• Énoncé A
Répondez aux questions suivantes d'après le texte extrait.
(i) Que contient l'enveloppe cachetée versée au dossier ?
(ii) Qu'est-ce que Mme du Coudrais n'autorise pas son avocat à faire ?
(iii) Quels deux adjectifs décrivent Martigny une fois qu'il a perdu sa belle assurance du début ?

• Texte extrait
━━━━━━━━━━━━━━━━━━━━━━━━━━━━━━

Mais l’attitude la plus troublante est, sans conteste, celle de Mme du Coudrais elle-même. Cette femme, sur qui pèse la plus grave des accusations, ne veut rien dire. Vainement Martigny essaie-t-il de lui faire comprendre les terribles conséquences de ce mutisme. Elle a un secret ; son secret lui appartient : elle refuse de le livrer. Une enveloppe cachetée, versée au dossier, en contient l’aveu. Cette enveloppe, prometteuse et irritante, Mme du Coudrais n’autorise pas son avocat à en briser le cachet. En voilà une qui ne facilite pas la tâche à son défenseur ! Tant et si bien que Martigny n’a plus sa belle assurance du début. Il est inquiet, perplexe. Nous, après la série de dépositions qui viennent de nous être présentées en un très habile crescendo, nous ne doutons plus de la culpabilité.

━━━━━━━━━━━━━━━━━━━━━━━━━━━━━━

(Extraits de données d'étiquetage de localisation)

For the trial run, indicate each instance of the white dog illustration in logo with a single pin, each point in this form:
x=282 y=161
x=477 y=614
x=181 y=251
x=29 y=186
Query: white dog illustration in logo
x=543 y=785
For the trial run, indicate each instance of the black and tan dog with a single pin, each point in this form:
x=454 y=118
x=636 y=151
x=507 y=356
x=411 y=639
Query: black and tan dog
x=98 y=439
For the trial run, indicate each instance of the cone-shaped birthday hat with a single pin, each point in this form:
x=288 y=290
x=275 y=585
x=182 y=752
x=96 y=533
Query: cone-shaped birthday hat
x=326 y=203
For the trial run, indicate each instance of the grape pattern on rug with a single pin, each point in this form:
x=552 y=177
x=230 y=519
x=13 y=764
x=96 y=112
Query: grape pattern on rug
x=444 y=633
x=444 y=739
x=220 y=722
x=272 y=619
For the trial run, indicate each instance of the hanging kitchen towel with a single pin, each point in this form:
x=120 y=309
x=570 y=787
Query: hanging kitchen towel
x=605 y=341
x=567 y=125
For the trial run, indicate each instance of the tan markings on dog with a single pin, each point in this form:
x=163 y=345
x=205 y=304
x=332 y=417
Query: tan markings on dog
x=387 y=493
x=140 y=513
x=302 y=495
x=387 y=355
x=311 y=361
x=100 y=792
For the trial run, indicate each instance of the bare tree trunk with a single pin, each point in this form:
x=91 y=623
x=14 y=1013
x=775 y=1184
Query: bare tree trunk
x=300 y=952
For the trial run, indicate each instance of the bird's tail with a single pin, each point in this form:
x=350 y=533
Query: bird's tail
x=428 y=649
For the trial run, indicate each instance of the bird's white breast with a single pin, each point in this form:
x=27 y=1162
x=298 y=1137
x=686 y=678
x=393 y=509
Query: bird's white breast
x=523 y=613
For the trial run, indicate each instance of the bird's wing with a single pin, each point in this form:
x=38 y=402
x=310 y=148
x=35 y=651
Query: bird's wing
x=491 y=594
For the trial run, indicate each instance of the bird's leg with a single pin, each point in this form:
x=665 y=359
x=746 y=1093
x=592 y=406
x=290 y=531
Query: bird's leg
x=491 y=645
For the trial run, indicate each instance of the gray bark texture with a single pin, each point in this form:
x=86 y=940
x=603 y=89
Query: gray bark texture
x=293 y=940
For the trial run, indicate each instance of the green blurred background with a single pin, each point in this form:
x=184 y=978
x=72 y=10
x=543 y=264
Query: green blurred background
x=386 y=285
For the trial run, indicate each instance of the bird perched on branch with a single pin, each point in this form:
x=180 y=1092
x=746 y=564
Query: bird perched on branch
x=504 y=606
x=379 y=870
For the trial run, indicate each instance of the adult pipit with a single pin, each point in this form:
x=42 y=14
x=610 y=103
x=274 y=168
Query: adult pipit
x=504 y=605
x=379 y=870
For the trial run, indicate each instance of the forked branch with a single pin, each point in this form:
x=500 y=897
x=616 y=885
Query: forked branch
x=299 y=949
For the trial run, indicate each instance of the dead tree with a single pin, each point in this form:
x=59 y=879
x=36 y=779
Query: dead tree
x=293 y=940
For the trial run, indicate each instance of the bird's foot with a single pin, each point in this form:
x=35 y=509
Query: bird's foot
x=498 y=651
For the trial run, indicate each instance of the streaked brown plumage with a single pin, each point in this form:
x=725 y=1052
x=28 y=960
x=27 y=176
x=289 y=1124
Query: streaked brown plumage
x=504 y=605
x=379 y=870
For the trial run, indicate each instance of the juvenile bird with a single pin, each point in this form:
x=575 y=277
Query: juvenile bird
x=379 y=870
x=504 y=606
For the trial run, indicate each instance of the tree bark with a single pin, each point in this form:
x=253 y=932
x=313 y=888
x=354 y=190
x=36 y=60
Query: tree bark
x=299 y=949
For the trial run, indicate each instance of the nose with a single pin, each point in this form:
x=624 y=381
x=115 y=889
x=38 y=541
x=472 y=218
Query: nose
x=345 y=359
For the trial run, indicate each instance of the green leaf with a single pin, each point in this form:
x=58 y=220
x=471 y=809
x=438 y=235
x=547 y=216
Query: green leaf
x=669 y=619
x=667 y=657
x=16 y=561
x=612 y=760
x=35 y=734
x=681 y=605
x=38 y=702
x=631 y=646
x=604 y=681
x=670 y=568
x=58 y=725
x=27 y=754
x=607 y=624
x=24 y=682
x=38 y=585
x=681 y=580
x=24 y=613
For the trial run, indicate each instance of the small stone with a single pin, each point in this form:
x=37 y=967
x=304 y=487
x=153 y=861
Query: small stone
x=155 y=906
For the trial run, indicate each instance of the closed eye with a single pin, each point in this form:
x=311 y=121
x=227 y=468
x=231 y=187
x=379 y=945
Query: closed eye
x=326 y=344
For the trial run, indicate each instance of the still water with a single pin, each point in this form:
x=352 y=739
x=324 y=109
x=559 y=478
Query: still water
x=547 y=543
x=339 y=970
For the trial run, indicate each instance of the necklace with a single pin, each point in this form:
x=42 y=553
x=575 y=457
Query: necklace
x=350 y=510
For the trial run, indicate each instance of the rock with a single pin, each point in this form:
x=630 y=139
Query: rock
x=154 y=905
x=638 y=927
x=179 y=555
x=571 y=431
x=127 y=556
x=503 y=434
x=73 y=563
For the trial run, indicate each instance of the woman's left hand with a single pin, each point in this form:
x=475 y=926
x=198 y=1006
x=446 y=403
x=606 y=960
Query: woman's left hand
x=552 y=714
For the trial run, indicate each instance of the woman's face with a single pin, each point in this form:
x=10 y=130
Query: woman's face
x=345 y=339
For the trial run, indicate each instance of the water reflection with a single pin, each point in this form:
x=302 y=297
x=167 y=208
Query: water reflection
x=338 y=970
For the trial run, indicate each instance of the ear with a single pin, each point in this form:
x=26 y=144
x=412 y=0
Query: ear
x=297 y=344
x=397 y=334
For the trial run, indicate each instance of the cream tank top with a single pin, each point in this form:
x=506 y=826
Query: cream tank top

━━━━━━━━━━━━━━━━━━━━━━━━━━━━━━

• Énoncé B
Dans les enregistrements, recopiez à l'identique les lignes comprises entre celle qui contient « For the trial run, indicate each instance of the hanging » et celle qui contient « x=428 y=649 », ces deux lignes incluses.

• Réponse A
(i) Elle contient l'aveu du secret de Mme du Coudrais.
(ii) Elle ne l'autorise pas à briser le cachet de l'enveloppe.
(iii) Inquiet et perplexe.

• Réponse B
For the trial run, indicate each instance of the hanging kitchen towel with a single pin, each point in this form:
x=120 y=309
x=570 y=787
Query: hanging kitchen towel
x=605 y=341
x=567 y=125
For the trial run, indicate each instance of the tan markings on dog with a single pin, each point in this form:
x=163 y=345
x=205 y=304
x=332 y=417
Query: tan markings on dog
x=387 y=493
x=140 y=513
x=302 y=495
x=387 y=355
x=311 y=361
x=100 y=792
For the trial run, indicate each instance of the bare tree trunk with a single pin, each point in this form:
x=91 y=623
x=14 y=1013
x=775 y=1184
Query: bare tree trunk
x=300 y=952
For the trial run, indicate each instance of the bird's tail with a single pin, each point in this form:
x=350 y=533
Query: bird's tail
x=428 y=649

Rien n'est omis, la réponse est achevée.